::: Text excerpt

Arnold Robert Weber (September 20, 1929 – August 20, 2020) was the president of Northwestern University from 1984–1994. His tenure at Northwestern was marked by stabilizing the university's finances and enhancing the Evanston campus environment.

Biography

Weber was born in a Jewish family in the Bronx, New York, and graduated from the University of Illinois in 1950. At the beginning of his career, Weber was a professor, first at MIT (1957–58), followed by University of Chicago (1958-1973). He then went to Carnegie Mellon University, where he served first as Dean of the Graduate School of Industrial Administration (1973–77), and then as provost and professor until 1980. In 1980, he became President of the University of Colorado, where he served until 1984.

His non-university experience includes serving as president of the Civic Committee of The Commercial Club of Chicago, the leading business and civic organization in the metropolitan area, from 1995–1999.

Prior to and during his tenure at Northwestern, Weber served on the boards of many corporations including Burlington Northern Santa Fe Inc., PepsiCo Inc., Tribune Co., John Deere & Company, Aon Corp. and Inland Steel.

::::::

What to work on:
1. Rescale the rows from the first one through the line holding "[[453, 304]]", both included. Write all those lines out again, requests included, with each coordinate in the answers multiplied by 0.9 and rounded to a whole number, halves up.
2. Take the biography of Arnold Robert Weber further, continuing from the point where it ends.

::: Available data

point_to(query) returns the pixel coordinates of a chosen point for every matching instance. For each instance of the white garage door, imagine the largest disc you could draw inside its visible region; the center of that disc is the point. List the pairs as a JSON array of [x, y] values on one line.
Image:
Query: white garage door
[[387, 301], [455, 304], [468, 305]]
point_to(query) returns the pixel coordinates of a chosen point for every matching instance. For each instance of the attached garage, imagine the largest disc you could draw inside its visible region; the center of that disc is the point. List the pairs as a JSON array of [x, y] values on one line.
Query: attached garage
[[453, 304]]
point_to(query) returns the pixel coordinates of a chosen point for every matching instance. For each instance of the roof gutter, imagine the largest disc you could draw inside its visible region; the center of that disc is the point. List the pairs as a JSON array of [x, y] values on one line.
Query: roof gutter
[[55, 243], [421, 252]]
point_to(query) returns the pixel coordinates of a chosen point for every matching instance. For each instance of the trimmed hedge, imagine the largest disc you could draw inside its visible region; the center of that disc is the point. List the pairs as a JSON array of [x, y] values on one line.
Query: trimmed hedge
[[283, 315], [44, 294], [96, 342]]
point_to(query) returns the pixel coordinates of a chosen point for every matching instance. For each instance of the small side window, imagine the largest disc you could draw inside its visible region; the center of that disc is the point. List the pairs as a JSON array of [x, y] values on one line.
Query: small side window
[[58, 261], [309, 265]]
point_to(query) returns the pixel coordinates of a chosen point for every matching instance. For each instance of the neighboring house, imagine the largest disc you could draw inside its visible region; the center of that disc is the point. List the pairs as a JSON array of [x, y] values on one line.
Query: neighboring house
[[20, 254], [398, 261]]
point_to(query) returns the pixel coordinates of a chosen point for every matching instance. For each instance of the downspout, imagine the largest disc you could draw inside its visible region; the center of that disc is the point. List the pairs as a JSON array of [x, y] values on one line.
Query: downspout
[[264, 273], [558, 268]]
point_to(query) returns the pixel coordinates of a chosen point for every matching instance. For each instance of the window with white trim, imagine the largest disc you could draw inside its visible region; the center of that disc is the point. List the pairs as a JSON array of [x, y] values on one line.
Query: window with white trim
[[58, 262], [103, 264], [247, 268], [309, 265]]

::::::

Response list:
1.
point_to(query) returns the pixel coordinates of a chosen point for every matching instance. For each instance of the white garage door, imagine the largest disc you could draw inside its visible region; the center of that disc is the point. List the pairs as a JSON array of [x, y] values on one line.
Image:
Query: white garage door
[[348, 271], [410, 274], [421, 275]]
point_to(query) returns the pixel coordinates of a chosen point for every matching instance. For each instance of the attached garage, imagine the largest disc you could draw inside its visible region; the center of that disc is the point. List the pairs as a JSON array of [x, y] values on one line.
Query: attached garage
[[408, 274]]

2.
During his career, he served as a member of the faculty at the Graduate School of Business at the University of Chicago and as a presidential appointee and economic adviser in the federal government.

He has been inducted into the National Academy of Arbitrators and the National Academy of Public Administration, is a Laureate of The Lincoln Academy of Illinois and a member of the Academy of Arts and Sciences.

Weber is the author of eight books, as well as numerous monographs and articles on economic policy, industrial and labor relations, and higher education.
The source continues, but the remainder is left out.